[Task directions]: Every entry below has to appear again in your reply, word for word, but no picture may.

*** The input

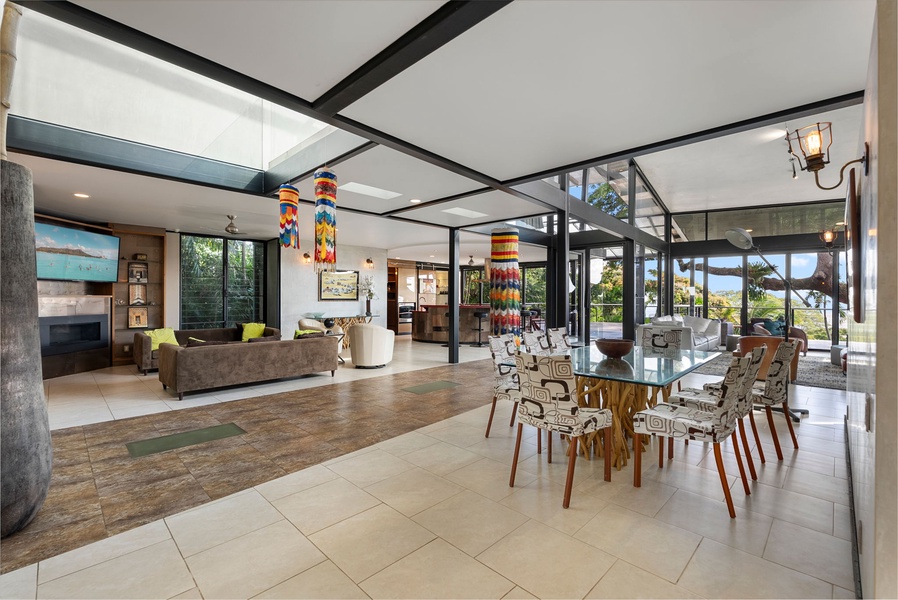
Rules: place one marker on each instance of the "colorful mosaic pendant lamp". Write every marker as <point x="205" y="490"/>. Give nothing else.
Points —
<point x="505" y="283"/>
<point x="325" y="220"/>
<point x="289" y="197"/>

******

[Exercise solution]:
Rules: place one marker on each instance of the "colorful mosaic pendant lamp". Write every marker as <point x="205" y="490"/>. Give nothing else.
Points —
<point x="505" y="283"/>
<point x="325" y="220"/>
<point x="289" y="197"/>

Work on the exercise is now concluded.